# [DIRECTIVE]
How many lines in the entries below contain the word "wooden"? Reply with the number alone.

[Lines of data]
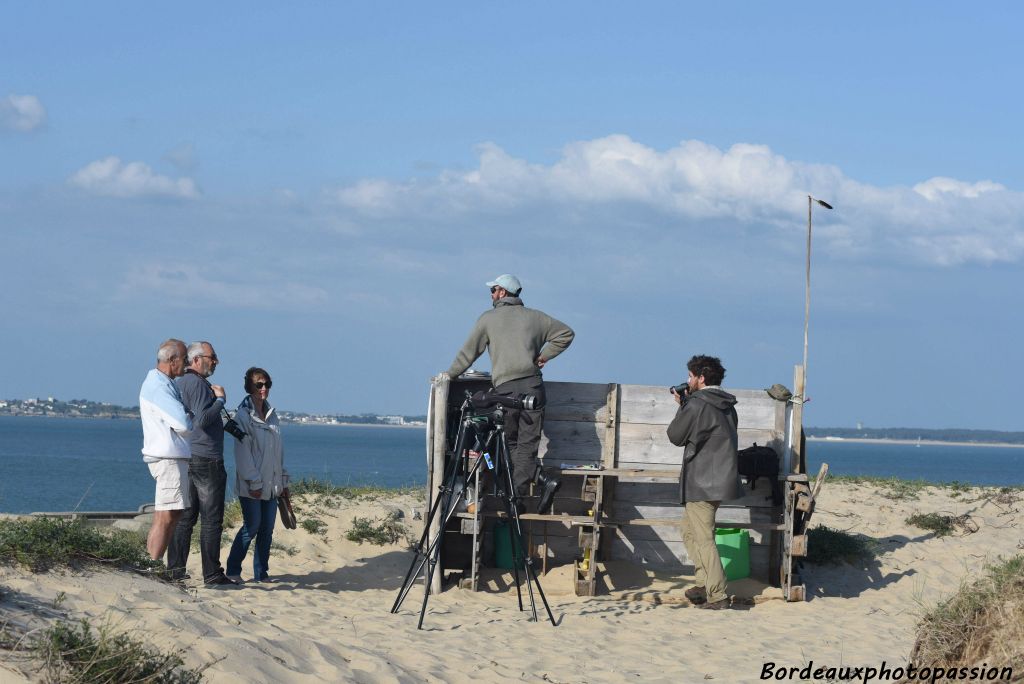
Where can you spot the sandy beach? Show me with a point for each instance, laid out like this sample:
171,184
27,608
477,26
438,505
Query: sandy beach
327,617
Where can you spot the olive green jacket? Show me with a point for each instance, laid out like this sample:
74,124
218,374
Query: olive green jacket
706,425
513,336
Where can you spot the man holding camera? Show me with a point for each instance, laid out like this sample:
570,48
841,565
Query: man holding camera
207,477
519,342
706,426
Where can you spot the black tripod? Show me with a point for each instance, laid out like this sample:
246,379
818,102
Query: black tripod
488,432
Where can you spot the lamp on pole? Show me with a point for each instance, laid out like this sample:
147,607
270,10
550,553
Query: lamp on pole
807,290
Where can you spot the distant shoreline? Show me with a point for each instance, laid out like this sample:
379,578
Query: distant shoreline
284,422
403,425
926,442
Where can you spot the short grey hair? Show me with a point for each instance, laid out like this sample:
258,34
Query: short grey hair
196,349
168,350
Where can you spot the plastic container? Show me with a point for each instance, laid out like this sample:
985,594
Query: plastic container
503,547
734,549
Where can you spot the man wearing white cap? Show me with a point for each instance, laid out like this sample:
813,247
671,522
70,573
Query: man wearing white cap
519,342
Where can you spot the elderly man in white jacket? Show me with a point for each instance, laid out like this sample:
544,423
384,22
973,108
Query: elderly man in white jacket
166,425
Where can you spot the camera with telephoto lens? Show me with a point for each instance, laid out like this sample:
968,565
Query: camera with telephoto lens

==

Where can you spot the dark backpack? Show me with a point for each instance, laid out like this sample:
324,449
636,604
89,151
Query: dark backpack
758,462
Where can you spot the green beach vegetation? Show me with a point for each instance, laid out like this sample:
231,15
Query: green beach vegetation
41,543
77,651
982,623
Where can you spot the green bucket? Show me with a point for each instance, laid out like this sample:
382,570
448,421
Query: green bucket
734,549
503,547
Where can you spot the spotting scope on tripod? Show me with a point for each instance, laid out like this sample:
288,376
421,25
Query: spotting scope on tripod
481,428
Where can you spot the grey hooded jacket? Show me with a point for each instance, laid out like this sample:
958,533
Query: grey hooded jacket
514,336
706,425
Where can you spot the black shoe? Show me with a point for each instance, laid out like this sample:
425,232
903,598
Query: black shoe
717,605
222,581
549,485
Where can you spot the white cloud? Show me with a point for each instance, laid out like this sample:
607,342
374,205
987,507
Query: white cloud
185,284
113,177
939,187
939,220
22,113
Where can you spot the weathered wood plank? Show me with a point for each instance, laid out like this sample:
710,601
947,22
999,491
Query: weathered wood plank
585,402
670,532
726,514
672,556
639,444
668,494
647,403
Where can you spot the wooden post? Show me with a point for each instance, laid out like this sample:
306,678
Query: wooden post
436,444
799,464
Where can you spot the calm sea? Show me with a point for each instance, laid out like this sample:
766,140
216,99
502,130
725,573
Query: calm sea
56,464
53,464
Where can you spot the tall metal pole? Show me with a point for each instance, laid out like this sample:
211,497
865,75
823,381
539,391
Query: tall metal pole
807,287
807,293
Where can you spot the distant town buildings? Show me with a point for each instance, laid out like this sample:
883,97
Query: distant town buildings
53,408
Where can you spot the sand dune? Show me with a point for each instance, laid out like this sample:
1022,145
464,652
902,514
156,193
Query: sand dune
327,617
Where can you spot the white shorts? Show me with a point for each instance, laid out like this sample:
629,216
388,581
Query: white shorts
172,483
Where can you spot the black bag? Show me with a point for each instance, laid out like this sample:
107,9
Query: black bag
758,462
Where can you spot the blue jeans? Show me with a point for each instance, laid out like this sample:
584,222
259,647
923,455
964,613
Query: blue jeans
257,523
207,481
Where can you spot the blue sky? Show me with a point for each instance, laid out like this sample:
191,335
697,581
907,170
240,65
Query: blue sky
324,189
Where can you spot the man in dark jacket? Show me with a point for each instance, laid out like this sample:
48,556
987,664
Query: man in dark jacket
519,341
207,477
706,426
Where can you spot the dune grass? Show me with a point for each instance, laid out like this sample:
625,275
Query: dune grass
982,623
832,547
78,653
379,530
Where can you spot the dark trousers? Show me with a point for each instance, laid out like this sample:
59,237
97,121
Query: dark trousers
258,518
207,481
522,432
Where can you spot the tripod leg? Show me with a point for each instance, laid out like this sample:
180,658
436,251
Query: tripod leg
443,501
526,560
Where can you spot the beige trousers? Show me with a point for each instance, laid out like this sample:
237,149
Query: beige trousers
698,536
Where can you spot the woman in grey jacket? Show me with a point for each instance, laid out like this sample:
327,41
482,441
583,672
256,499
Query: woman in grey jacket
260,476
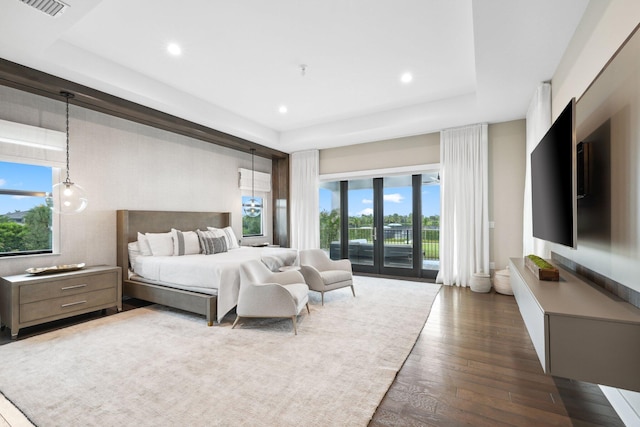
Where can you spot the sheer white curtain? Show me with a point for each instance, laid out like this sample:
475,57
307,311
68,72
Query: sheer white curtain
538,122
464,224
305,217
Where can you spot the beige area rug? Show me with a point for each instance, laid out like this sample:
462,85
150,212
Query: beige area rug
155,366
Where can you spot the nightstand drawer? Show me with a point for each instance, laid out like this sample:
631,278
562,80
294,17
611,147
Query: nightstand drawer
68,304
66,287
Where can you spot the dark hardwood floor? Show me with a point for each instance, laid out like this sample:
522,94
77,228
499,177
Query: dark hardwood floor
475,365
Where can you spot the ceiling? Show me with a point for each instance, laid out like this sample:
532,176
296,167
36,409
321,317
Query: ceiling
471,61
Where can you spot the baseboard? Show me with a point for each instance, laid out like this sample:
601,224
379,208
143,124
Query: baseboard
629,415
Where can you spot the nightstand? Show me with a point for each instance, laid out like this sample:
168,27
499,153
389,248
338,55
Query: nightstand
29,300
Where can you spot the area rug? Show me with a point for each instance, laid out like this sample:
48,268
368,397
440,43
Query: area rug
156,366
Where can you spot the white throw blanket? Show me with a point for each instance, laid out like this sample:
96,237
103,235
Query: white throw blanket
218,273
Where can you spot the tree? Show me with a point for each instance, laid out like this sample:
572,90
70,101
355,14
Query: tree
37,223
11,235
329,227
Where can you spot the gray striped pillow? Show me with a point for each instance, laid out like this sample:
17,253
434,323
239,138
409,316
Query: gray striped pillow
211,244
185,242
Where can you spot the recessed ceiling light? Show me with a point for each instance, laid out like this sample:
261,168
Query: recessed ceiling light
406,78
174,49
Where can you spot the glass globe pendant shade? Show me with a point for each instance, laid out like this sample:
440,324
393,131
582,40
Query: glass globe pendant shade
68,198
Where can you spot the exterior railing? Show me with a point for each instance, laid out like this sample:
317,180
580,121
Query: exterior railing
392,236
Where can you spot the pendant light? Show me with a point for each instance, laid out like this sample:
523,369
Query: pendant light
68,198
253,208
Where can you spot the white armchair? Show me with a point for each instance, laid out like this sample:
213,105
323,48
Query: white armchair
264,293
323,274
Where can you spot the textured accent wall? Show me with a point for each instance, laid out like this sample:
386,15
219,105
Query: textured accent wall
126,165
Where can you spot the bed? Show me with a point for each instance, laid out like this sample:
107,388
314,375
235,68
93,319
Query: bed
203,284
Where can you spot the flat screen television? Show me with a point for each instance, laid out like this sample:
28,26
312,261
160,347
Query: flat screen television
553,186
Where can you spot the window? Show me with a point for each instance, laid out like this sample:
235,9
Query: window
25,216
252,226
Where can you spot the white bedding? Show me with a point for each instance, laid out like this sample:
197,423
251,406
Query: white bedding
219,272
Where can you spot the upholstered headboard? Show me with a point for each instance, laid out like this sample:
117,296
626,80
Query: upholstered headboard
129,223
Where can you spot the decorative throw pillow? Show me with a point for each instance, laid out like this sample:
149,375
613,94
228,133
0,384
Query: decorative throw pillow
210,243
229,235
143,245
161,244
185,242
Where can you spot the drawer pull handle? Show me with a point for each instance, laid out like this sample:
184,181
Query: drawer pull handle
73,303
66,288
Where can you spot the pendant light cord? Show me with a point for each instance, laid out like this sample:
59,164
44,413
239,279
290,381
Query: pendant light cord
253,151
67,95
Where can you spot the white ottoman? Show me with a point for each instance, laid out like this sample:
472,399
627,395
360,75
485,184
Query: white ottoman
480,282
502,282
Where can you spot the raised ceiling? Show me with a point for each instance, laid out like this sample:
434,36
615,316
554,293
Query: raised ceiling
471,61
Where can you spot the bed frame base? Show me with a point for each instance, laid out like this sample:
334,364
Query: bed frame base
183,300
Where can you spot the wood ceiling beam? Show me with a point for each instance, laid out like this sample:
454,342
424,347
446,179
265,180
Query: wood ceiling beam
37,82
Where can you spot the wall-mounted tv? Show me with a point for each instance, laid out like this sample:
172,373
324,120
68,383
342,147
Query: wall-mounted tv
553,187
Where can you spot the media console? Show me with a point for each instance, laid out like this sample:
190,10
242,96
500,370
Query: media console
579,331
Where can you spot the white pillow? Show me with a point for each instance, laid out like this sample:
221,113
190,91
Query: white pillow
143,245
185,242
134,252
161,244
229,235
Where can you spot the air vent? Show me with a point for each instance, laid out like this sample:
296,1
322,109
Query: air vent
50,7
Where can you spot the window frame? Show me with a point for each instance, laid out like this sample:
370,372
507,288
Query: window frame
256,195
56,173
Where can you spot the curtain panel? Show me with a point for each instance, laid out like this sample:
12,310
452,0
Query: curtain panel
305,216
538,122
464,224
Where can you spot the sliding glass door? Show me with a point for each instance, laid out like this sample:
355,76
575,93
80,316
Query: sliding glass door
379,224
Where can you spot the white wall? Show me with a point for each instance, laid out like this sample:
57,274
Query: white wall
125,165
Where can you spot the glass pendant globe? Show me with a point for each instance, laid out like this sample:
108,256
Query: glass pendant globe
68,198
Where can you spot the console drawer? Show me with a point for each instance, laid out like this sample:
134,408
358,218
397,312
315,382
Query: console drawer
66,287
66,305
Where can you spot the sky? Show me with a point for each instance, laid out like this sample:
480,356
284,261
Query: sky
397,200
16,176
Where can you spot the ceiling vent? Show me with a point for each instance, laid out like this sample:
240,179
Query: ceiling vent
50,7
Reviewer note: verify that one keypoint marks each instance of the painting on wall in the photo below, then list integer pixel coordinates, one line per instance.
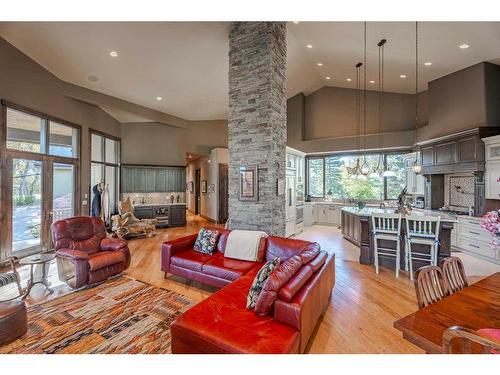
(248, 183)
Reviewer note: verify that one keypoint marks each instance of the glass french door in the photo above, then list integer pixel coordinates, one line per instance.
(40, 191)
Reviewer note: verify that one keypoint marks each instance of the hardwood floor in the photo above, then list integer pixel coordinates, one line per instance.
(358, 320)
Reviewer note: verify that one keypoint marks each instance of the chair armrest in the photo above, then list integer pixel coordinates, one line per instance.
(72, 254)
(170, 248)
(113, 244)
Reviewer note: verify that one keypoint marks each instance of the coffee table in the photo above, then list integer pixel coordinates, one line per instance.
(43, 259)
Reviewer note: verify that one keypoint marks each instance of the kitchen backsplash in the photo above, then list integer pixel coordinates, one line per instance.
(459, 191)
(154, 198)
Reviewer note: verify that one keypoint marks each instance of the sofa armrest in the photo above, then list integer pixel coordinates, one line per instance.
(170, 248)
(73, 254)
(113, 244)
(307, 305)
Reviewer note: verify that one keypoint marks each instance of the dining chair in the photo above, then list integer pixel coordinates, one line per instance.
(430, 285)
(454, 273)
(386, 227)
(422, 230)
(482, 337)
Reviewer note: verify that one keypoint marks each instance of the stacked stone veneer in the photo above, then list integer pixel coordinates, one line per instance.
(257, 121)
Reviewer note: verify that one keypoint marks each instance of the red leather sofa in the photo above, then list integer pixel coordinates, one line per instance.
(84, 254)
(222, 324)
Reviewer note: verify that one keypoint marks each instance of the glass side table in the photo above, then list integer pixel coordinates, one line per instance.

# [RESPONSE]
2